SELECTED PASSAGE:
__________________________________________________

NEW YORK (Reuters Health) - High blood levels of omega-3 highly unsaturated fatty acids, found in fish oil, may help preserve thinking ability in the elderly, according to the findings of two studies published in the American Journal of Clinical Nutrition.
The results were particularly striking among subjects with high blood pressure or high cholesterol levels.
Accumulating evidence suggests that diets that include omega-3 fatty acids, specifically, eicosapentaenoic acid (EPA) and docosahexaenoic acid (DHA), protect against the development of dementia and Alzheimer’s disease, according to a Dutch research team. However, the effect of EPA+DHA consumption on thinking ability, or “cognitive function,” has received less scrutiny.
So Dr. Boukje Maria van Gelder, from the National Institute for Public Health and the Environment in Bilthoven, and associates evaluated data for 210 healthy men in the “Zutphen Study,” who were 79 to 89 years old in 1990 and had normal mental capacity. Their diets were assessed in 1990, and cognitive function was tested in 1990 and again in 1995.
Subjects who ate fish had a slower decline in cognitive function than subjects who did not eat fish.

__________________________________________________

DATA SHOWN:
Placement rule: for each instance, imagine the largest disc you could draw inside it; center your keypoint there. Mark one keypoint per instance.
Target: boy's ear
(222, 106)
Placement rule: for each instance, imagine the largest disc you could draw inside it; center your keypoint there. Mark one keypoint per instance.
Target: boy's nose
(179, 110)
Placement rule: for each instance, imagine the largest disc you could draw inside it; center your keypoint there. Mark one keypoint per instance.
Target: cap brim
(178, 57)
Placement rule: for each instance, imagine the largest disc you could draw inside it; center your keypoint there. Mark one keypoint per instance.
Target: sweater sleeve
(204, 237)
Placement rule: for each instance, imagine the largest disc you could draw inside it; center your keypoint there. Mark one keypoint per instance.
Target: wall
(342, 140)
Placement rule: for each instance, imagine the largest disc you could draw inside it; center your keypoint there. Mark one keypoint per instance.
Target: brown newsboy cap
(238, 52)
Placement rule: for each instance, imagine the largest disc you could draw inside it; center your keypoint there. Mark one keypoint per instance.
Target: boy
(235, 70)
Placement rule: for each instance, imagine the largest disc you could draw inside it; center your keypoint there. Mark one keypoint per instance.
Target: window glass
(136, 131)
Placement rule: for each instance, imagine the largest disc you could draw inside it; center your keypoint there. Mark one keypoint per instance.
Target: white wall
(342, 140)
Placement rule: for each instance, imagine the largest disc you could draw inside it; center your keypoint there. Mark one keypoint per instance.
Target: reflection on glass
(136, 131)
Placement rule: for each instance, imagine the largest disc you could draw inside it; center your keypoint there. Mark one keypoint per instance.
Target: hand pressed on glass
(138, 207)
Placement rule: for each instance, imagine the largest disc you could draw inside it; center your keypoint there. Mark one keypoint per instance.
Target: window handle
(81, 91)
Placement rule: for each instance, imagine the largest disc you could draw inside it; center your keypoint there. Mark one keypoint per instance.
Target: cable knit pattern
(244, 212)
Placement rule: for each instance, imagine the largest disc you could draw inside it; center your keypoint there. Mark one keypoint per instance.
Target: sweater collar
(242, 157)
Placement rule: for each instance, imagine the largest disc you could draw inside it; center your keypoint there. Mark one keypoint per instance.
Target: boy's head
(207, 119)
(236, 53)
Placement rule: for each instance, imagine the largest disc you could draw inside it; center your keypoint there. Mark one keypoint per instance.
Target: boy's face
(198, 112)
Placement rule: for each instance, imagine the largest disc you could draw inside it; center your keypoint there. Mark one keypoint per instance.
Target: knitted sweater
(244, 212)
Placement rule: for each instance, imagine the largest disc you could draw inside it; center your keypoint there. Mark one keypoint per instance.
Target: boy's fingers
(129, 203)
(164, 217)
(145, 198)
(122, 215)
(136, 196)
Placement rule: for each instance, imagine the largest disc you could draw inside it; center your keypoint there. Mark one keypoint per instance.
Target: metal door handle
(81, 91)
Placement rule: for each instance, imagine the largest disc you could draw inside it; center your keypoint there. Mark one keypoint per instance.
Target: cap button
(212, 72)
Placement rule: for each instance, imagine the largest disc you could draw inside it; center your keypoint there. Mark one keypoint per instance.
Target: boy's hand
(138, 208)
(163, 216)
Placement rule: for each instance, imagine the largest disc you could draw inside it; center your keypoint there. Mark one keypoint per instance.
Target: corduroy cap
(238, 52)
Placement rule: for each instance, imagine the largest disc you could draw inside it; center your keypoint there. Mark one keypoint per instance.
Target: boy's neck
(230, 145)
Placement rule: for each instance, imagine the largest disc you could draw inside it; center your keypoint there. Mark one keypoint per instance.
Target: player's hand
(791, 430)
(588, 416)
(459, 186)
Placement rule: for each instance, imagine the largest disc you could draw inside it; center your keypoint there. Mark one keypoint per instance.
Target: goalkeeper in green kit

__________________________________________________

WHAT IS REQUIRED:
Extend the news report on fish oil and thinking ability in older adults, starting right after its final sentence.

OUTPUT FOR THIS EXERCISE:
The investigators conclude that “fish consumption and EPA+DHA intake are not significantly related to cognitive impairment but are significantly related to cognitive decline.”
Van Gelder’s team recommends the daily consumption of roughly 400 mg of EPA and DHA, found in fish, meat, eggs, leeks, and cereal products.
In the second study, which involved 2,251 older individuals, Dr. May A. Beydoun, at the University of North Carolina at Chapel Hill, and colleagues showed that high blood levels of EPA and DHA are associated with less decline in verbal ability.
In an accompanying editorial, Dr. William E. Connor and Dr. Sonja L. Connor suggest that EPA has anti-clotting and anti-inflammatory properties that work together to help preserve cognitive function.